-- start Excerpted passage --

It wouldn't be a pretty picture. Yet pictures are exactly what Indianapolis community groups are turning to in an attempt to revitalize blighted, "transitional" neighborhoods like the East 10th Street corridor.
In the past three years, seven murals have been put up throughout a gateway area comprising such neighborhoods as Emerson Heights, Woodruff Place, Windsor Park and Springdale as part of an overall "Quality of Life" plan by the East 10th Street Civic Association, said executive director Tammi Hughes.
The group has transformed the once busy and ugly corner of Rural and 10th into beautiful Moon Block Park, with perennial gardens and pavement, and two murals by Brian Duff depicting local street scenes both historic and current.
A wooden fence not far from the park was used as the canvas for a bucolic scene by artist Randy Piotrowski. And the boards covering a set of windows on an abandoned building were used by Bryan Myers to paint a blue sky, with toy planes fluttering through space.
"You're kind of defining a place," said Hughes, about the works created throughout the neighborhood. "So you're kind of defining your community."

-- end Excerpted passage --

* **Aim 1**
Rewrite the paragraph of the passage on East 10th Street murals that begins "In the past three years" as a short list that keeps its main facts.
* **Aim 2**
Answer these questions from the passage on East 10th Street murals:
(a) Which artist painted the two murals at Moon Block Park?
(b) What did Bryan Myers paint on the boards covering the windows of an abandoned building?
(c) What surface did Randy Piotrowski use for his bucolic scene?
* **Aim 3**
Repeat the stretch of the passage on East 10th Street murals from "It wouldn't be" through "director Tammi Hughes.".

-- start Stored rows --

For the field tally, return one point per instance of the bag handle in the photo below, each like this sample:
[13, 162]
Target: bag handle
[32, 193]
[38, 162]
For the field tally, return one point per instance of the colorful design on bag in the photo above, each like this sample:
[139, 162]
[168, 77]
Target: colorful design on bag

-- end Stored rows --
-- start Stored rows --

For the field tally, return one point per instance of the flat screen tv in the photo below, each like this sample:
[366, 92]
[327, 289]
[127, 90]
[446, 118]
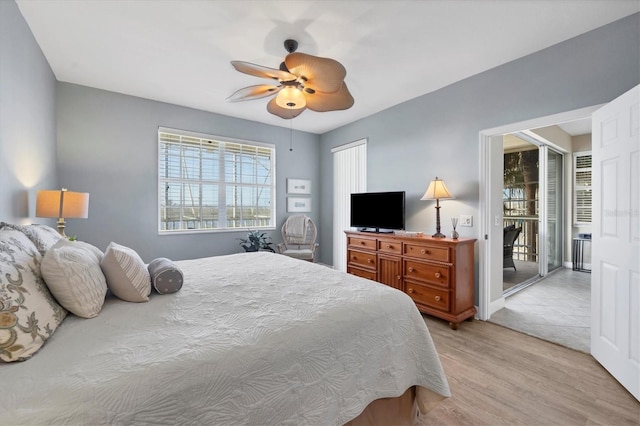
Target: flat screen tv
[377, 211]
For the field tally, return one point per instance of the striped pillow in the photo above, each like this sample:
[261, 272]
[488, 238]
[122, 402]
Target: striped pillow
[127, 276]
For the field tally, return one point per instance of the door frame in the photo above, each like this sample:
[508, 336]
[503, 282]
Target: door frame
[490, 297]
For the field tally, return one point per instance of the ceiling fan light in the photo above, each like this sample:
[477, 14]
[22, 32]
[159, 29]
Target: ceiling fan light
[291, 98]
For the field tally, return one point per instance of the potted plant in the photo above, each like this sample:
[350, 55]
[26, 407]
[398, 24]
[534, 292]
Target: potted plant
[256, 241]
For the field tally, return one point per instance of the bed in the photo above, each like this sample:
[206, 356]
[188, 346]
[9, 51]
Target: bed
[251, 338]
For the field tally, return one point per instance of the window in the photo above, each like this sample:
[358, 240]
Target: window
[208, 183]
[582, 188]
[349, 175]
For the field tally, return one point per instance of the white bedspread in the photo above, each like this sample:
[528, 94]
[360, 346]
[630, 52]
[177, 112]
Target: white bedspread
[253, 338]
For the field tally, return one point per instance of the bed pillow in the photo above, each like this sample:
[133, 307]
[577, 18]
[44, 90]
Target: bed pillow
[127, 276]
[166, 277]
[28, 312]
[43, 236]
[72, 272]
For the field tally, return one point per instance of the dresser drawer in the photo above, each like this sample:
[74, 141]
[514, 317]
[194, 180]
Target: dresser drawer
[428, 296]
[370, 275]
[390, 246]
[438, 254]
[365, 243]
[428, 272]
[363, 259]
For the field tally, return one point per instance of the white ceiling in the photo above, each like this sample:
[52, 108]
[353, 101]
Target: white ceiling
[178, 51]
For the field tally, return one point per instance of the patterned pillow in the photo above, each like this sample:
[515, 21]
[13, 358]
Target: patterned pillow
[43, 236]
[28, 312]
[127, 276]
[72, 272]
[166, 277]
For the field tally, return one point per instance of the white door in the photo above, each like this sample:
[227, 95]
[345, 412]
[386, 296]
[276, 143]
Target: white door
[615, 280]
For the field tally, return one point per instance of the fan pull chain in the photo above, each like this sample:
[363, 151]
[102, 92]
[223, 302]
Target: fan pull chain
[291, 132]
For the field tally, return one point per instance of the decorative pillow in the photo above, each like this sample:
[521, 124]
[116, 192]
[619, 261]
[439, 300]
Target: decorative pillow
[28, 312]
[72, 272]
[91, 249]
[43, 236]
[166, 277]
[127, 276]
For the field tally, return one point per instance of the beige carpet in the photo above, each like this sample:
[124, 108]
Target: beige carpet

-- end Stored rows --
-- start Stored rows --

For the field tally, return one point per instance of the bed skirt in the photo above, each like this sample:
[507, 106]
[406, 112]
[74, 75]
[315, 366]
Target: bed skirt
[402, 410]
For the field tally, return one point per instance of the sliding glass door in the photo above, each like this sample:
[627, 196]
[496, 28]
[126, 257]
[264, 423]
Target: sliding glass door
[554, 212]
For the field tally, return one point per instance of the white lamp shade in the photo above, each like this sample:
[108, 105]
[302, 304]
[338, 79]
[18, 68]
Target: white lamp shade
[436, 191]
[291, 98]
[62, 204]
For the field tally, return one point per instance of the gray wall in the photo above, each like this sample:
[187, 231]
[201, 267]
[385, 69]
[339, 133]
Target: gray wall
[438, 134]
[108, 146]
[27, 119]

-- end Stored rows --

* **Correct output 1**
- Seven murals have gone up in the past three years.
- They are in a gateway area that includes Emerson Heights, Woodruff Place, Windsor Park and Springdale.
- They are part of a "Quality of Life" plan by the East 10th Street Civic Association.
- The source is executive director Tammi Hughes.

* **Correct output 2**
(a) Brian Duff
(b) A blue sky with toy planes fluttering through space
(c) A wooden fence not far from the park

* **Correct output 3**
It wouldn't be a pretty picture. Yet pictures are exactly what Indianapolis community groups are turning to in an attempt to revitalize blighted, "transitional" neighborhoods like the East 10th Street corridor.
In the past three years, seven murals have been put up throughout a gateway area comprising such neighborhoods as Emerson Heights, Woodruff Place, Windsor Park and Springdale as part of an overall "Quality of Life" plan by the East 10th Street Civic Association, said executive director Tammi Hughes.